Given records:
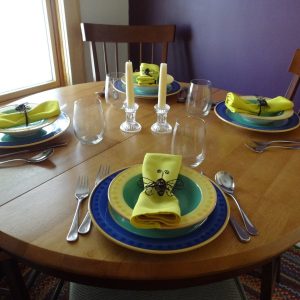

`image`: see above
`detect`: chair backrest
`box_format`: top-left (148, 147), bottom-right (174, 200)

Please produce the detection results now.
top-left (81, 23), bottom-right (176, 81)
top-left (285, 49), bottom-right (300, 100)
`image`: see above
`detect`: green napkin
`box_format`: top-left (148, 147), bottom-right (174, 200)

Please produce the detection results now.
top-left (130, 153), bottom-right (182, 228)
top-left (0, 100), bottom-right (60, 128)
top-left (225, 93), bottom-right (294, 115)
top-left (136, 63), bottom-right (159, 85)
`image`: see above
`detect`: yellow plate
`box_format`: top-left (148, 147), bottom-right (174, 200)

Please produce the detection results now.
top-left (108, 165), bottom-right (217, 229)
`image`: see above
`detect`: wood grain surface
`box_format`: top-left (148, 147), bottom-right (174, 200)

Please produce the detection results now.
top-left (0, 82), bottom-right (300, 286)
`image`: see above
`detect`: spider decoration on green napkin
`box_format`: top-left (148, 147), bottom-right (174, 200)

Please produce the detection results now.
top-left (15, 103), bottom-right (30, 126)
top-left (257, 96), bottom-right (268, 116)
top-left (138, 169), bottom-right (184, 196)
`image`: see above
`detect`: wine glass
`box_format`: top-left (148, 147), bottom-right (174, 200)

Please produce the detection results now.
top-left (73, 96), bottom-right (105, 145)
top-left (104, 72), bottom-right (126, 109)
top-left (171, 116), bottom-right (206, 168)
top-left (186, 79), bottom-right (212, 117)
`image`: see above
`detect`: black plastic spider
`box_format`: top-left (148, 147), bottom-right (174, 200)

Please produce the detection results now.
top-left (138, 169), bottom-right (183, 196)
top-left (15, 103), bottom-right (30, 126)
top-left (257, 96), bottom-right (268, 116)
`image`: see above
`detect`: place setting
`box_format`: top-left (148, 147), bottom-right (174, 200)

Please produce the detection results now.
top-left (214, 92), bottom-right (300, 133)
top-left (0, 100), bottom-right (70, 149)
top-left (89, 153), bottom-right (230, 254)
top-left (0, 100), bottom-right (70, 167)
top-left (114, 63), bottom-right (181, 99)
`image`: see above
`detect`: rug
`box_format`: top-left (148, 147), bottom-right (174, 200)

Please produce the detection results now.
top-left (0, 247), bottom-right (300, 300)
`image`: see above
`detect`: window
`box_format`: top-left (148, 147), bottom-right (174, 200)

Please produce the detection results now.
top-left (0, 0), bottom-right (63, 101)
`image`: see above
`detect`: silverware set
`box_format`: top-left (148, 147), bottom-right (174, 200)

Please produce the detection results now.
top-left (78, 165), bottom-right (110, 234)
top-left (245, 140), bottom-right (300, 153)
top-left (66, 165), bottom-right (110, 242)
top-left (215, 171), bottom-right (258, 243)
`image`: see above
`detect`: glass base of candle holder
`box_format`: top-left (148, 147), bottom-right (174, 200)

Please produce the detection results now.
top-left (151, 104), bottom-right (172, 134)
top-left (120, 103), bottom-right (142, 133)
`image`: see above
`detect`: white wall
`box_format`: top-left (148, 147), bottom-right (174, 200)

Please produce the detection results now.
top-left (80, 0), bottom-right (129, 81)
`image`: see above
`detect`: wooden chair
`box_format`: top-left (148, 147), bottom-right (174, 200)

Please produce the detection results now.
top-left (81, 23), bottom-right (176, 81)
top-left (285, 49), bottom-right (300, 100)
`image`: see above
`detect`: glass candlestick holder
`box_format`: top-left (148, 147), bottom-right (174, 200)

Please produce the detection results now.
top-left (120, 103), bottom-right (142, 132)
top-left (151, 104), bottom-right (172, 133)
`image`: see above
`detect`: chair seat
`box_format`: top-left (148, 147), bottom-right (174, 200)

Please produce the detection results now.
top-left (69, 278), bottom-right (247, 300)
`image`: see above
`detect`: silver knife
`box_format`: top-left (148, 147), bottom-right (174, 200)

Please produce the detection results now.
top-left (0, 142), bottom-right (68, 158)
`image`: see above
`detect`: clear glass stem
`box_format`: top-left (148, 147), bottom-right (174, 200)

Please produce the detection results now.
top-left (151, 104), bottom-right (172, 134)
top-left (120, 103), bottom-right (142, 132)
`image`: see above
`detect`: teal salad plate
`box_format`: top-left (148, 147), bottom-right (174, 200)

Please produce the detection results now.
top-left (214, 101), bottom-right (300, 133)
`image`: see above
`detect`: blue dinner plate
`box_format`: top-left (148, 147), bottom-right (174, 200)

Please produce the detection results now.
top-left (0, 112), bottom-right (70, 149)
top-left (89, 171), bottom-right (229, 254)
top-left (114, 80), bottom-right (181, 98)
top-left (215, 101), bottom-right (300, 132)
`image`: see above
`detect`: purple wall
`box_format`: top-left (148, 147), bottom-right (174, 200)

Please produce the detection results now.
top-left (129, 0), bottom-right (300, 106)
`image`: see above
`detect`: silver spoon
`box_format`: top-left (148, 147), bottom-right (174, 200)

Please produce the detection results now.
top-left (0, 148), bottom-right (54, 164)
top-left (215, 171), bottom-right (258, 235)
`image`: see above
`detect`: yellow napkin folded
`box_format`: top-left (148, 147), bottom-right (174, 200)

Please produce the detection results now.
top-left (136, 63), bottom-right (159, 85)
top-left (0, 100), bottom-right (60, 128)
top-left (130, 153), bottom-right (182, 228)
top-left (225, 93), bottom-right (294, 115)
top-left (136, 75), bottom-right (156, 85)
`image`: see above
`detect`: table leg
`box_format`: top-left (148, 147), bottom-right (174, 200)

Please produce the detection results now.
top-left (0, 253), bottom-right (29, 300)
top-left (260, 256), bottom-right (280, 300)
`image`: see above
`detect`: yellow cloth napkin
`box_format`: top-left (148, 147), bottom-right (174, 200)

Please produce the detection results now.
top-left (136, 75), bottom-right (156, 85)
top-left (0, 100), bottom-right (60, 128)
top-left (136, 63), bottom-right (159, 85)
top-left (130, 153), bottom-right (182, 228)
top-left (225, 93), bottom-right (294, 115)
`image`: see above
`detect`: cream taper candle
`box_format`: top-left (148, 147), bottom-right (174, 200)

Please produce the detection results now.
top-left (157, 63), bottom-right (167, 108)
top-left (125, 61), bottom-right (134, 107)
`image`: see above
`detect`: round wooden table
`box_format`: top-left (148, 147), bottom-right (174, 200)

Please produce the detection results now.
top-left (0, 82), bottom-right (300, 299)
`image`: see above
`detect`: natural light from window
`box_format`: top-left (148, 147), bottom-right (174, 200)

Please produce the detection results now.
top-left (0, 0), bottom-right (55, 94)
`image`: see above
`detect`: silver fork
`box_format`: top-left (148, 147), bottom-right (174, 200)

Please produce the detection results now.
top-left (67, 176), bottom-right (89, 242)
top-left (78, 165), bottom-right (110, 234)
top-left (245, 143), bottom-right (300, 153)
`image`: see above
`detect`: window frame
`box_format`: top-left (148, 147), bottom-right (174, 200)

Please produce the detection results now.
top-left (0, 0), bottom-right (65, 102)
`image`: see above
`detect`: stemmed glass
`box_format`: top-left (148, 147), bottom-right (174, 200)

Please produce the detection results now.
top-left (73, 96), bottom-right (105, 145)
top-left (186, 79), bottom-right (212, 118)
top-left (104, 72), bottom-right (126, 109)
top-left (171, 116), bottom-right (206, 168)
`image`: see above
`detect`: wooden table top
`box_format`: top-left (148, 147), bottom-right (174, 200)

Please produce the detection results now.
top-left (0, 82), bottom-right (300, 288)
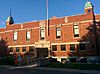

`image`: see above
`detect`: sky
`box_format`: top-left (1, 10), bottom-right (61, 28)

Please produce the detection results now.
top-left (0, 0), bottom-right (100, 28)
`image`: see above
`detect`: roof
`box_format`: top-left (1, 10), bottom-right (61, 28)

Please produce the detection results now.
top-left (6, 16), bottom-right (14, 22)
top-left (85, 1), bottom-right (92, 8)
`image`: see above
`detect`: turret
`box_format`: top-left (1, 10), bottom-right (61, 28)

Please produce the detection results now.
top-left (84, 1), bottom-right (93, 13)
top-left (6, 10), bottom-right (14, 26)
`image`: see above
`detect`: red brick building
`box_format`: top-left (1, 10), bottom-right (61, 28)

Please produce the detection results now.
top-left (0, 1), bottom-right (100, 62)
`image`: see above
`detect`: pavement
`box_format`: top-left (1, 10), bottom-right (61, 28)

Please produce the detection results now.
top-left (0, 64), bottom-right (100, 74)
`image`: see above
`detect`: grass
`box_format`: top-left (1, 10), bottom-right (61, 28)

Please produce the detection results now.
top-left (46, 62), bottom-right (100, 70)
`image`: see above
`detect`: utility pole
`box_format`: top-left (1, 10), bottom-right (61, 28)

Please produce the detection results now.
top-left (93, 5), bottom-right (100, 63)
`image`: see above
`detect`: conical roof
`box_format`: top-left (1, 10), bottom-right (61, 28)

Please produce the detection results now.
top-left (85, 1), bottom-right (92, 8)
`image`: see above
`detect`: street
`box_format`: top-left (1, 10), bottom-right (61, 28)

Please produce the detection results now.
top-left (0, 68), bottom-right (92, 74)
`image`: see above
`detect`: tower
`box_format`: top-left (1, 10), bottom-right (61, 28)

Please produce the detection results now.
top-left (84, 1), bottom-right (93, 13)
top-left (6, 9), bottom-right (14, 26)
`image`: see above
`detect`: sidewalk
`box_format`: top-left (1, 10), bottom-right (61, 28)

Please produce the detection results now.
top-left (0, 65), bottom-right (100, 74)
top-left (33, 67), bottom-right (100, 74)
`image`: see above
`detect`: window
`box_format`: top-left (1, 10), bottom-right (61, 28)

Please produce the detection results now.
top-left (70, 44), bottom-right (75, 51)
top-left (56, 27), bottom-right (61, 38)
top-left (40, 28), bottom-right (45, 40)
top-left (61, 58), bottom-right (67, 63)
top-left (80, 57), bottom-right (87, 63)
top-left (26, 31), bottom-right (30, 40)
top-left (52, 45), bottom-right (57, 51)
top-left (74, 25), bottom-right (79, 37)
top-left (29, 46), bottom-right (34, 52)
top-left (60, 45), bottom-right (66, 51)
top-left (69, 57), bottom-right (77, 63)
top-left (22, 47), bottom-right (26, 52)
top-left (9, 48), bottom-right (13, 52)
top-left (14, 32), bottom-right (18, 41)
top-left (16, 47), bottom-right (20, 52)
top-left (79, 44), bottom-right (86, 50)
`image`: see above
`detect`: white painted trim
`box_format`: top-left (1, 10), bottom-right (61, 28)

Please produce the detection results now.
top-left (8, 44), bottom-right (35, 48)
top-left (51, 41), bottom-right (89, 45)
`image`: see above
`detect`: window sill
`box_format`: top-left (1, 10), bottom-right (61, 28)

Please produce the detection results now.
top-left (56, 38), bottom-right (62, 40)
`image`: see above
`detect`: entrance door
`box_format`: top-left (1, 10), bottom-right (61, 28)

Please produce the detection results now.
top-left (36, 48), bottom-right (48, 58)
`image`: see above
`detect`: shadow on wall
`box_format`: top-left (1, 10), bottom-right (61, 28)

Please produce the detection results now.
top-left (0, 38), bottom-right (9, 57)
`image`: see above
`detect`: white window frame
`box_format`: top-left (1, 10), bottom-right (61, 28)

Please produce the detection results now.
top-left (26, 31), bottom-right (31, 40)
top-left (74, 25), bottom-right (79, 37)
top-left (13, 31), bottom-right (18, 41)
top-left (40, 28), bottom-right (45, 40)
top-left (56, 27), bottom-right (61, 38)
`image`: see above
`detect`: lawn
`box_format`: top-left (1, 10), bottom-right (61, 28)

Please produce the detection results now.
top-left (46, 62), bottom-right (100, 70)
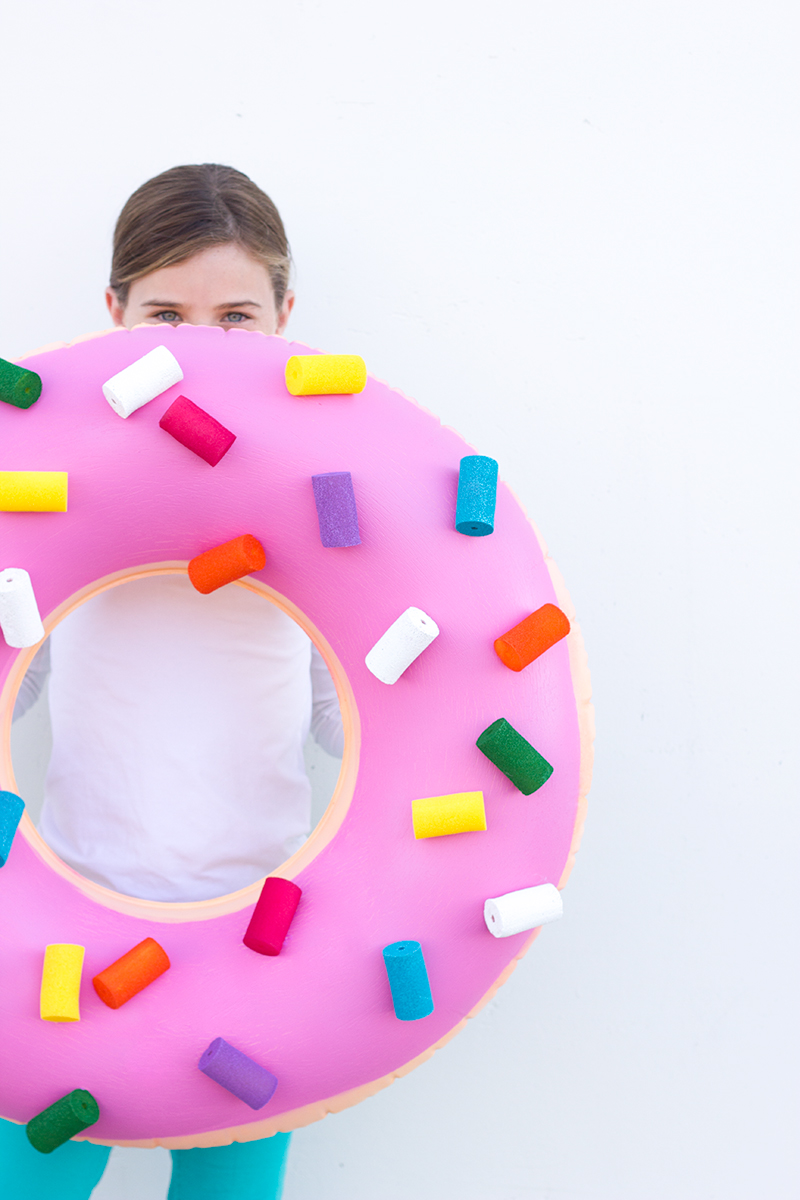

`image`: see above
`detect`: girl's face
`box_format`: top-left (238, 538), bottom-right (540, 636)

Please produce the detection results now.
top-left (106, 242), bottom-right (294, 334)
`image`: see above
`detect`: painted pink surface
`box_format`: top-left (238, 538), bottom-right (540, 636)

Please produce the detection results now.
top-left (0, 325), bottom-right (581, 1140)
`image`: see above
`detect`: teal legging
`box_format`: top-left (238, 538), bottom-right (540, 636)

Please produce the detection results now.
top-left (0, 1121), bottom-right (291, 1200)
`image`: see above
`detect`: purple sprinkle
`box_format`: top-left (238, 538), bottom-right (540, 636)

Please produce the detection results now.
top-left (198, 1038), bottom-right (278, 1109)
top-left (311, 470), bottom-right (361, 546)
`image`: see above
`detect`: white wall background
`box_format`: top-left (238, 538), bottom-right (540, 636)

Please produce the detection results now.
top-left (0, 0), bottom-right (800, 1200)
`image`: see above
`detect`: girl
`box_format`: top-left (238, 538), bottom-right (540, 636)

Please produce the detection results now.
top-left (0, 163), bottom-right (343, 1200)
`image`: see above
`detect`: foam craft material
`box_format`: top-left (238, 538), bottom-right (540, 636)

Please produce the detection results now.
top-left (198, 1038), bottom-right (278, 1109)
top-left (158, 396), bottom-right (236, 467)
top-left (103, 346), bottom-right (184, 418)
top-left (483, 883), bottom-right (564, 937)
top-left (411, 792), bottom-right (486, 838)
top-left (311, 470), bottom-right (361, 548)
top-left (187, 533), bottom-right (266, 595)
top-left (92, 937), bottom-right (169, 1008)
top-left (0, 359), bottom-right (42, 408)
top-left (475, 716), bottom-right (553, 796)
top-left (0, 566), bottom-right (44, 650)
top-left (25, 1087), bottom-right (100, 1154)
top-left (365, 607), bottom-right (439, 684)
top-left (384, 942), bottom-right (433, 1021)
top-left (0, 470), bottom-right (67, 512)
top-left (456, 454), bottom-right (498, 538)
top-left (494, 604), bottom-right (570, 671)
top-left (0, 325), bottom-right (591, 1148)
top-left (0, 792), bottom-right (25, 866)
top-left (40, 942), bottom-right (85, 1022)
top-left (284, 354), bottom-right (367, 396)
top-left (242, 875), bottom-right (302, 958)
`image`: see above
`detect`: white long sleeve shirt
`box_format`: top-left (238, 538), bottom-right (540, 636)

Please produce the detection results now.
top-left (29, 575), bottom-right (343, 901)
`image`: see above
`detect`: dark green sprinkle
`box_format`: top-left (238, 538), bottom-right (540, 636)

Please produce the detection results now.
top-left (25, 1087), bottom-right (100, 1154)
top-left (475, 716), bottom-right (553, 796)
top-left (0, 359), bottom-right (42, 408)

What you need to do:
Please pull together every line in the records that contains the string "surface", copying each such line in full.

Solution for this task:
`detect`: wood grain surface
`detect`: painted pink surface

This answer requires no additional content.